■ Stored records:
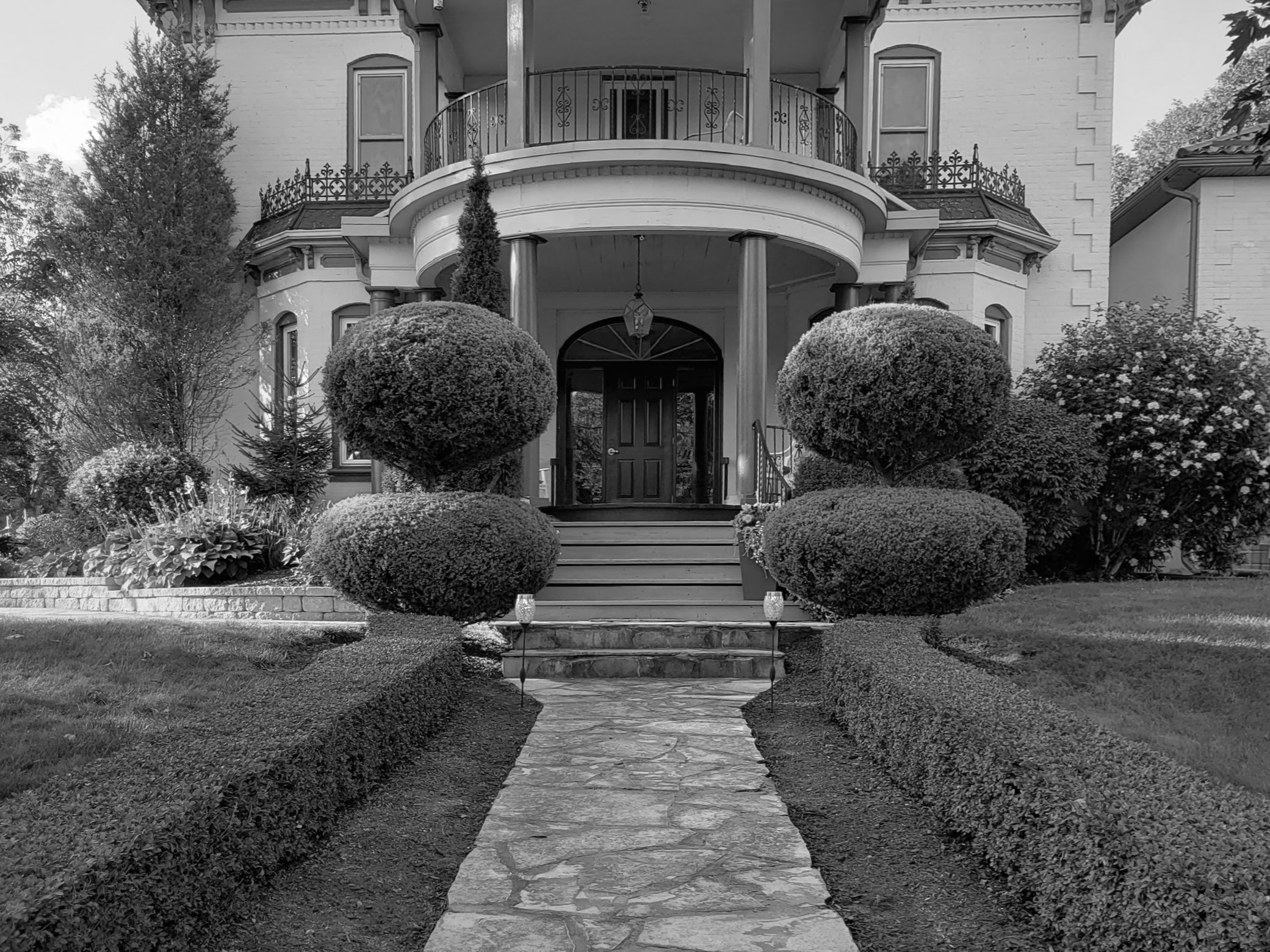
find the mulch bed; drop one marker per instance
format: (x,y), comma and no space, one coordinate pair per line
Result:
(897,878)
(380,881)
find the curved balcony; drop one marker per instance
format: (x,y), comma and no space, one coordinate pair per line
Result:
(624,103)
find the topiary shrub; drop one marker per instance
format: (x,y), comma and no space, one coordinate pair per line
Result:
(814,472)
(1043,463)
(897,386)
(124,481)
(464,555)
(440,386)
(895,551)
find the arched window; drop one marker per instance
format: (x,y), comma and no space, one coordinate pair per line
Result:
(286,358)
(996,323)
(379,112)
(907,103)
(343,320)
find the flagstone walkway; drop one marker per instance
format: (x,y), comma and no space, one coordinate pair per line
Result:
(639,818)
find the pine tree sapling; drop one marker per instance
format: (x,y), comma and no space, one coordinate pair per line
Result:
(478,277)
(289,449)
(1182,408)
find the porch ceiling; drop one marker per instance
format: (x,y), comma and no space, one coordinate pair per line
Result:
(690,34)
(671,263)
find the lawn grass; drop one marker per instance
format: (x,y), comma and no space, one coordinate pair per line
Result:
(73,691)
(1183,667)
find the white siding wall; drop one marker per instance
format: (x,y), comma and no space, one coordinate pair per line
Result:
(1033,87)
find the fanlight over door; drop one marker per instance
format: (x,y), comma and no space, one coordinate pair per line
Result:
(640,416)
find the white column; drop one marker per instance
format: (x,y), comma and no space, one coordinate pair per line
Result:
(751,357)
(520,61)
(759,64)
(524,311)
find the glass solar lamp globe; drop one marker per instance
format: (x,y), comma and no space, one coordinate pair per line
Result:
(525,608)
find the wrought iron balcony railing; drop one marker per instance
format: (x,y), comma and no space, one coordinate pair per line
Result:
(471,126)
(602,103)
(331,184)
(950,173)
(807,123)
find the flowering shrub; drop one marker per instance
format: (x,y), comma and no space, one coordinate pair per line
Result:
(1180,406)
(225,537)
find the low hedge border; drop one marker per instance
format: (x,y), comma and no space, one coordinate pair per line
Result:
(1113,845)
(159,845)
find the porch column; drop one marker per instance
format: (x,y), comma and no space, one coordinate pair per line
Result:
(846,296)
(427,37)
(381,300)
(855,71)
(757,32)
(751,357)
(520,61)
(524,311)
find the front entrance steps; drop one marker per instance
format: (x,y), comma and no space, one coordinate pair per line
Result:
(648,599)
(615,649)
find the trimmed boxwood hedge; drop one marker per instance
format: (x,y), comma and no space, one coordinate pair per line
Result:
(1113,845)
(813,472)
(895,551)
(153,847)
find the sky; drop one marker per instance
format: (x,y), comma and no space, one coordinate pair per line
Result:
(1174,50)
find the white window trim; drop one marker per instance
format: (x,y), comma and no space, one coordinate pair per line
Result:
(358,75)
(929,129)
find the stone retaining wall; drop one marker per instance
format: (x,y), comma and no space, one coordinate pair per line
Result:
(263,602)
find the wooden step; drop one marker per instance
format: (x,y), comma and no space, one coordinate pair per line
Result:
(641,591)
(662,610)
(643,663)
(648,569)
(646,532)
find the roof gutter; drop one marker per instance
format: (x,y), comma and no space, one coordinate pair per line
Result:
(1193,279)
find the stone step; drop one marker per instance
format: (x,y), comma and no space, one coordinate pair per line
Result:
(633,532)
(648,569)
(593,550)
(643,663)
(662,611)
(756,636)
(643,591)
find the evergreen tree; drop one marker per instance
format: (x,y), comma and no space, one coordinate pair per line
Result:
(154,343)
(478,278)
(289,450)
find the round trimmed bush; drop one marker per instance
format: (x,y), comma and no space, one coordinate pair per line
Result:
(901,386)
(1043,463)
(895,551)
(437,388)
(124,480)
(464,555)
(814,472)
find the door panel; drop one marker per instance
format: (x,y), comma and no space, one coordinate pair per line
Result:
(639,410)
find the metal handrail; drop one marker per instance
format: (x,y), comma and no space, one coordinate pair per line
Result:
(770,483)
(473,124)
(810,124)
(331,184)
(600,103)
(936,173)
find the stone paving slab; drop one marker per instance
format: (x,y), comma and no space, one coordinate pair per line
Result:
(639,818)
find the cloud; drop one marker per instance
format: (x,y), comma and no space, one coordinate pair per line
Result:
(60,128)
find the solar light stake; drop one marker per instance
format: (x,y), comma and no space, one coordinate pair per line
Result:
(774,605)
(525,616)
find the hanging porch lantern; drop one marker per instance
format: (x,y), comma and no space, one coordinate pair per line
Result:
(638,315)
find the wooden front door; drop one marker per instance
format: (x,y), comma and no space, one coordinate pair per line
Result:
(639,425)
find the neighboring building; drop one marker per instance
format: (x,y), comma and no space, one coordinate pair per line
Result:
(775,155)
(1152,231)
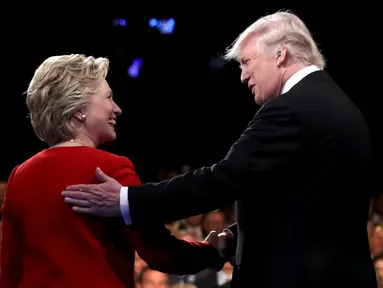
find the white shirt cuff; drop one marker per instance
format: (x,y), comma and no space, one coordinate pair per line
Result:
(124,205)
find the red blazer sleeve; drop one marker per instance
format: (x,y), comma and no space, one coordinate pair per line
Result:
(10,242)
(158,247)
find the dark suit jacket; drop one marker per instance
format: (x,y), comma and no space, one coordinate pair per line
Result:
(301,167)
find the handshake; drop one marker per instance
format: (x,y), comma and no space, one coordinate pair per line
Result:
(224,242)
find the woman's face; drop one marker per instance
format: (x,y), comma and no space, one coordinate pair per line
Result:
(100,116)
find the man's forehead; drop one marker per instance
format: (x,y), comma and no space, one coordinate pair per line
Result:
(248,48)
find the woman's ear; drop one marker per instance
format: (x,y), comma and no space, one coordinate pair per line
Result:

■ Exercise: What lines above hold the word "woman"? List them all.

■ Output of the exercise:
find the woman's face; drop one marker per instance
find the woman's ear; drop one marker per instance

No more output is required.